DOCUMENT SECTION
Robert Lee Hotz writes about when gaming is good for you and how video games can change a person’s brain for the better. Research has shown that gaming improves creativity, decision making and perception. Multiple benefits range from improved hand-eye coordination to vision changes that boost night driving vision. Another interesting piece of information regarding video games is that people who play games that are action based make decisions 25% faster than people who do not. With that said these people also do not decrease in accuracy while making these decisions. I find this fact extremely interesting and could definitely see how this is possible, as video gamers are constantly having different challenges thrown at them and have to make decisions quickly while playing. Research has shown that gamers make decisions up to four times faster than those that do not play games.

In addition, gamers also are better at multitasking due to various challenges and obstacles presented at once during a video game. Most people can only keep 4 concepts in mind at a time. Additional research shows that 42% of computer and video game players are women and they are  better at manipulating 3D objects. This was interesting to researchers because most of the time men are better at manipulating 3D images. The studies conducted observe adults overall. Although there are many advantages gained through game play, the article also addresses negative impacts associated with violent game play. Many studies show that violent video games show changes in brain function in young men after only a week of playing. The changes are associated with depressing activity related to emotional control.

There is also an association, according to the article and the researchers at Indiana University, between gaming and being overweight, introverted and depressed. Violent games often worry parents, however the advantages and disadvantages are both explained in the article. Hotz explains that gaming has become an expensive investment in the entertainment business. All game design, including educational game design is expensive. Other interesting facts about the income of video games includes computer games becoming a 25 billion dollars a year business and not only that but in 2010 gaming companies sold 257 million video and computer games. These figures were estimated by Entertainment Software Association. I believe this number of video game usage is enormous and much larger than i would have expected. Because video games are clearly widely used among students, educational video games with unique and engaging game design would also bring in this type of revenue as well. Educational video game design could definitely be another large source of income in the video game world.

Research has increased the amount of game play through mass experimentation discussing the neurobiology of learning. Many of these games have been played over 1 billion times since their creation. C. Shawn Green, a psychologist at the University of Wisconsin, explains that video games change your brain. He also explains that other interactive activities also change your brain as well. Learning to read, play the piano, and traveling are all examples that Green uses to describe how the brain’s structure is altered through games. Just as exercise builds muscles, Hotz explains, concentration strengthens neural circuits. “Games definitely hit the reward system in a way that not all activities do,” says Green. I definitely agree with this statement by Green because i think that immediate feedback is important for motivation when participating in interactive activities. The reward system in many other activities such as learning to play the piano is rewarded later on after a lot of practice. With games, there are rewards constantly because there are continuous challenges and different ways to practice and receive feedback quickly.

PROBLEM DETAILS
In the text on gaming and the brain, at which university does C. Shawn Green work?

EXTRACTED ENTRIES
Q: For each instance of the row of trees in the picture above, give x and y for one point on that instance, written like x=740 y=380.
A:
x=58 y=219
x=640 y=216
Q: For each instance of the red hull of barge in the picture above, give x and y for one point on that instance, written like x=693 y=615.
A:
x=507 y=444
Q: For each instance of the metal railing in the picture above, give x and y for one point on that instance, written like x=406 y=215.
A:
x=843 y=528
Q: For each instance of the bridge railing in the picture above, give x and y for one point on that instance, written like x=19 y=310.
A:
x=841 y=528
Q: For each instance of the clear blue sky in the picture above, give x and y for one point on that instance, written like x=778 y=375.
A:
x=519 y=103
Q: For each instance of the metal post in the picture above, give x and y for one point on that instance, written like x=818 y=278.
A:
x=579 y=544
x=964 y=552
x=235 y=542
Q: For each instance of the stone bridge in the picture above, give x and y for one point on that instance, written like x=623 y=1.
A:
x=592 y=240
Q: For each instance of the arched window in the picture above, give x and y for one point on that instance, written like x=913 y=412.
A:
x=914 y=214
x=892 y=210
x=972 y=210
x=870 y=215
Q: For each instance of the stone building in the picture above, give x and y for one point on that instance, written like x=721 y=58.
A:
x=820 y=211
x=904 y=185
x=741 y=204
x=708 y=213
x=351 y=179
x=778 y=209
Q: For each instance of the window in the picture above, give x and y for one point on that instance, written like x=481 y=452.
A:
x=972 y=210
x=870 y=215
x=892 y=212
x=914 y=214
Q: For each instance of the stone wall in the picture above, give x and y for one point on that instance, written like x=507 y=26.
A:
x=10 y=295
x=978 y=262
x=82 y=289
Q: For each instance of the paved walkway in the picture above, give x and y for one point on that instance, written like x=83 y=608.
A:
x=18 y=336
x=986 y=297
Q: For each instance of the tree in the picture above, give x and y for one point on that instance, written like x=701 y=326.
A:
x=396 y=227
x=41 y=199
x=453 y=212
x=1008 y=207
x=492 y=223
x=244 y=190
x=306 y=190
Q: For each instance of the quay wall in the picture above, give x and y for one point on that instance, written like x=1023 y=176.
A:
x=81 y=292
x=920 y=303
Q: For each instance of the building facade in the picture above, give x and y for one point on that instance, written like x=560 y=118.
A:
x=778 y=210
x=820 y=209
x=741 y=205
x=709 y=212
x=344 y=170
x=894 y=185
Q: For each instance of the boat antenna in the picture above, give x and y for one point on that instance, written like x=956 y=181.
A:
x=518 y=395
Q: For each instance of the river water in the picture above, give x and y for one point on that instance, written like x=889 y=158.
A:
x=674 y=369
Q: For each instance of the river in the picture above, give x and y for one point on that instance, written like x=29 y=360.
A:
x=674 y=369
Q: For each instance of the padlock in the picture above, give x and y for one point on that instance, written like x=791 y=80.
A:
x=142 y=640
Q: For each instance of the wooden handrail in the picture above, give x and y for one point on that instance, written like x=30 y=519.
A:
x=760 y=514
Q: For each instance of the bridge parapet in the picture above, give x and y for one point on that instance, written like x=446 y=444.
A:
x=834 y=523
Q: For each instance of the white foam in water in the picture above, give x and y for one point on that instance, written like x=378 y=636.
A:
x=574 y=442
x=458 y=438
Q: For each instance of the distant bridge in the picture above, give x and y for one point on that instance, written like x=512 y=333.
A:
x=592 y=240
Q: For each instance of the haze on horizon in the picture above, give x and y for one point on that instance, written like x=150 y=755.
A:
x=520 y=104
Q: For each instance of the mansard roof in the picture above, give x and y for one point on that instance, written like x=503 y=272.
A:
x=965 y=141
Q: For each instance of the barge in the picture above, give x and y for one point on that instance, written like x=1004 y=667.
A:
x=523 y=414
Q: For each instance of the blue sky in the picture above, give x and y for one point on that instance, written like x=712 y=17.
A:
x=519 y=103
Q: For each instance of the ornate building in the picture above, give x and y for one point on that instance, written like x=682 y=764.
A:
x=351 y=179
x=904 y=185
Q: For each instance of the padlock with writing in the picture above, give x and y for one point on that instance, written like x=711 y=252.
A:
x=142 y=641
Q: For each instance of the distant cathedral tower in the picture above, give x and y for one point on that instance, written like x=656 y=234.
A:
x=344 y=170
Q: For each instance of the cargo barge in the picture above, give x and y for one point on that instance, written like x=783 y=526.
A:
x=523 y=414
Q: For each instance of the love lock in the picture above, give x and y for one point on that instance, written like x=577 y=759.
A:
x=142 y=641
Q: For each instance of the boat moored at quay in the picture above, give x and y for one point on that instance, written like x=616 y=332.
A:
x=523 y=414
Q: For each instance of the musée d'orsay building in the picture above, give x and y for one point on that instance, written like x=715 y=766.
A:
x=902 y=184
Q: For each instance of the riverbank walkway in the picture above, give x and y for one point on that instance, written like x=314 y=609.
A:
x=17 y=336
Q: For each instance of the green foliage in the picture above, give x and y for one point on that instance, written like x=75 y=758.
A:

RESPONSE FOR THIS EXERCISE
The University of Wisconsin.